• _TASKS TO CARRY OUT_:
(1) Could you output the stretch of the patent-format passage from "The first page (or" through "codes, where applicable.", word for word?
(2) Can you go on with the patent-format passage from the point where it stops?

• _PAGE TEXT_:
Although the example used is a granted U.S. utility patent, this format shares much in common with nonprovisional utility patent applications and international patents. Specific patentability requirements vary among countries or regions, but the basic parts of a patent are extremely consistent. The final section of this lesson describes slight variations in U.S. plant patents and design patents.
Published patent documents only include fields that are relevant for the patent, thus this example does not include all possible content, but includes most common fields.
The first page (or “cover page”) of a patent document includes a specific set of headings and fields with identifying and descriptive information. So that all essential fields and headings can fit on this page, longer fields are sometimes continued on subsequent pages.
To help standardize and overcome language and formatting differences, the World Intellectual Property Office (WIPO) maintains a list of INID codes, or “Internationally agreed Numbers for the Identification of (bibliographic) Data,” which most patent offices have adopted and use on the first page of each patent document. The field definitions below are preceded by these INID codes, where applicable.
Note that some fields on the example do not have headings, thus the field definitions below refer to terminology used in the patent example provided (e.g., “TOY DESIGNED TO SPIN IN A USER’S HAND”).
(12) [United States Patent]
Type of patent document, including territory and distinction between patent and patent application.
(10) Patent No.
Patent document identifier. In this case, the number appears in the following format:
US 9,914,063 B1
US = country code (the European Patent Office maintains a list of current codes)
9,914,063 = unique identifier assigned to granted patents (published U.S. patent applications are assigned unique identifiers in a different format that begins with the year, e.g., US 2004/0213483 A1)
B1 = kind code (or status code) of the patent document. Commonly-used U.S. common codes include A1 (patent application publication), B1 (granted utility patent for which no application was previously published), and B2 (utility patent for which an application was previously published). The USPTO maintains a list of current and previously used US kind codes.
Some U.S. patent applications include additional letters directly preceding the unique identifier to indicate design patents (e.g., US D652,181 B2) and plant patents (e.g., US PP11,728 B2).
(45) Date of Patent
Date on which the granted patent document was published. This date does not indicate filing date or priority and cannot be used to estimate the term of protection.

• _SUPPLIED DATA_:
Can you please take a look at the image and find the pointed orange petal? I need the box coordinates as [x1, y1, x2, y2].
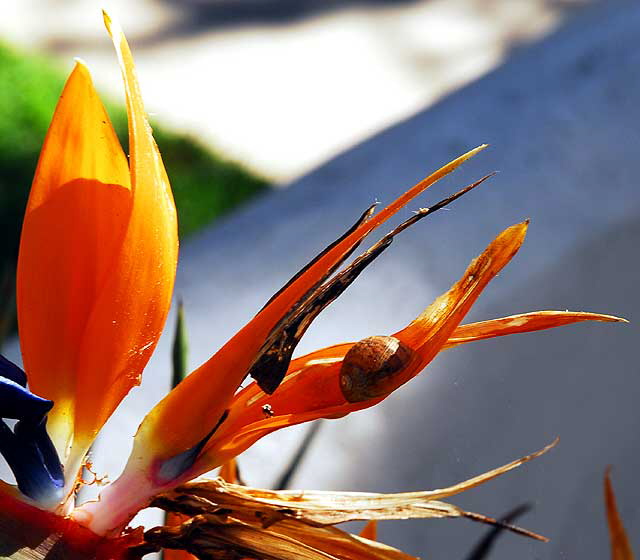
[218, 457, 239, 484]
[162, 512, 198, 560]
[444, 311, 627, 350]
[604, 470, 633, 560]
[17, 63, 131, 458]
[360, 519, 378, 541]
[68, 18, 178, 462]
[132, 146, 485, 462]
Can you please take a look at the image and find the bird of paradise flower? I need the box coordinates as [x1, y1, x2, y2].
[0, 10, 622, 559]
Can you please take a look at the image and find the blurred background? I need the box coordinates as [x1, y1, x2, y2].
[0, 0, 640, 559]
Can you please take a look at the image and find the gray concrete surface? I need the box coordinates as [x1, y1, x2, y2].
[5, 0, 640, 560]
[0, 0, 596, 179]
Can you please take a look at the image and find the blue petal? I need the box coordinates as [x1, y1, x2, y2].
[0, 420, 64, 507]
[0, 355, 64, 507]
[157, 410, 229, 484]
[0, 377, 53, 421]
[0, 354, 27, 387]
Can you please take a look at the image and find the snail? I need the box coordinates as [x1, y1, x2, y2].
[340, 336, 415, 403]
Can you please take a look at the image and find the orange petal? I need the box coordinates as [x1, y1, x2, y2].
[189, 222, 527, 476]
[604, 470, 633, 560]
[393, 222, 528, 368]
[218, 457, 240, 484]
[162, 512, 198, 560]
[131, 146, 485, 462]
[360, 519, 378, 541]
[17, 63, 131, 458]
[444, 311, 627, 350]
[64, 15, 178, 464]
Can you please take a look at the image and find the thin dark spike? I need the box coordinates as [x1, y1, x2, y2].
[249, 174, 493, 394]
[171, 300, 189, 388]
[262, 202, 378, 309]
[381, 171, 497, 241]
[462, 511, 549, 542]
[466, 504, 531, 560]
[273, 420, 322, 490]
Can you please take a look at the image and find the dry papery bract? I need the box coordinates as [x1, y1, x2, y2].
[145, 440, 558, 560]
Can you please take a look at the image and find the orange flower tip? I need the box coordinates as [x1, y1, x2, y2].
[340, 336, 416, 403]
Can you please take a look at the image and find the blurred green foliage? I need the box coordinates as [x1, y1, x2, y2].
[0, 44, 268, 340]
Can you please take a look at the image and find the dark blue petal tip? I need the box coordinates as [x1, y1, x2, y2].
[0, 355, 64, 508]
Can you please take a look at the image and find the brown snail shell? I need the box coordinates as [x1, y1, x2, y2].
[340, 336, 415, 403]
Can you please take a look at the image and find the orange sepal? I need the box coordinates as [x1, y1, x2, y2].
[359, 519, 378, 541]
[443, 311, 627, 350]
[64, 16, 178, 464]
[17, 63, 132, 460]
[0, 488, 143, 560]
[134, 146, 486, 462]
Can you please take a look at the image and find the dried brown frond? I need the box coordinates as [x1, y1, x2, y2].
[145, 440, 557, 560]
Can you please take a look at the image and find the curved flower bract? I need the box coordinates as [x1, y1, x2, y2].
[17, 14, 178, 498]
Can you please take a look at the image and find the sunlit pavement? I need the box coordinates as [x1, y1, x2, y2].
[0, 0, 590, 182]
[2, 0, 640, 560]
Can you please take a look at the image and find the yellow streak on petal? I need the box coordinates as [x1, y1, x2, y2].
[604, 470, 634, 560]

• _FINAL RESULTS_:
(1)
The first page (or “cover page”) of a patent document includes a specific set of headings and fields with identifying and descriptive information. So that all essential fields and headings can fit on this page, longer fields are sometimes continued on subsequent pages.
To help standardize and overcome language and formatting differences, the World Intellectual Property Office (WIPO) maintains a list of INID codes, or “Internationally agreed Numbers for the Identification of (bibliographic) Data,” which most patent offices have adopted and use on the first page of each patent document. The field definitions below are preceded by these INID codes, where applicable.

(2)
(54) [TOY DESIGNED TO SPIN IN A USER’S HAND]
Title of the invention. Note that the language used here explains the basic function of the device, but does not include brand names or colloquial terms. Although the device in this example is popularly known as a “fidget spinner,” that term does not appear in the title. Some invention titles are even more misleading than this, such as the “Generally spherical object with floppy filaments to promote sure capture” and “Method for making a seamless plastic motion discomfort receptacle” (patents, respectively, for a Koosh® ball and a new process to make plastic air sickness bags).
This is often not just the case for titles, but throughout patent documentation. This is critical to keep in mind when performing keyword searches in patent databases. As patent applications do not use consistent or expected terminologies, patent searchers generally need to use multiple search strategies beyond keyword searching. Search strategy is discussed in Lesson 4.
The example used throughout this lesson is for a popular model of fidget spinner that the inventor and owner has trademarked as the Torqbar®. The USPTO considers the term “fidget spinner” to be merely descriptive of a general type of device, thus it cannot be trademarked. Inventors of similar fidget spinners have patented their devices, as well, differentiating their inventions from this fidget spinner and other fidget spinners through the careful construction of their claims, but none can prevent others from using the term “fidget spinner” in marketing their devices. Some patent applicants have chosen to use the term “fidget spinner” in their patent applications since 2017, at approximately the same time that the USPTO determined that no one could own the trademark for “fidget spinner” for these devices. These patent applicants could be confident that they would not be using a trademarked term in their application materials.
Name and city of the patent applicant. This may or may not be the same as the name of the inventor or rights-holder of the invention.
Name and city of the inventor. The inventor may or may not be the same as the applicant or rights-holder of the invention. Inventors are always named as individuals, not organizations. If a team of 35 researchers designed the invention for a corporation, all 35 researchers would be listed on the patent documentation as the inventor, even if the corporation maintains the rights. These names are listed on the patent in perpetuity even after the patent expires or if the rights are reassigned.
Name and address of grantee, owner, assignee, or owner (language may vary depending on the patent-granting body). This may be an individual or business and reflects the rights owner at the time that the patent is granted. If the rights are assigned to another party during the life of the patent, this will be reflected on official and most third-party patent databases, but patent offices do not update the original document.
Patent term extension or adjustment notice, if applicable.
(21) App. No.
Number of the patent application associated with this granted patent. Patent applications are assigned both application numbers and publication numbers (the latter of which appear at the top of the published application, if published).
Filing date of the patent application. This may or may not be the priority date for the granted patent, depending on whether a provisional patent application was filed, as well as other circumstances (e.g., the patent’s term was extended due to an unusually long review process by the USPTO or other governmental offices, such as the FDA).
Related U.S. Application Data
Fields below this heading detail additional applications relevant to this granted patent, including provisional patents and other related patent applications. The example provided includes information about a provisional patent application (indicated with INID code 60).
(51) Int. Cl.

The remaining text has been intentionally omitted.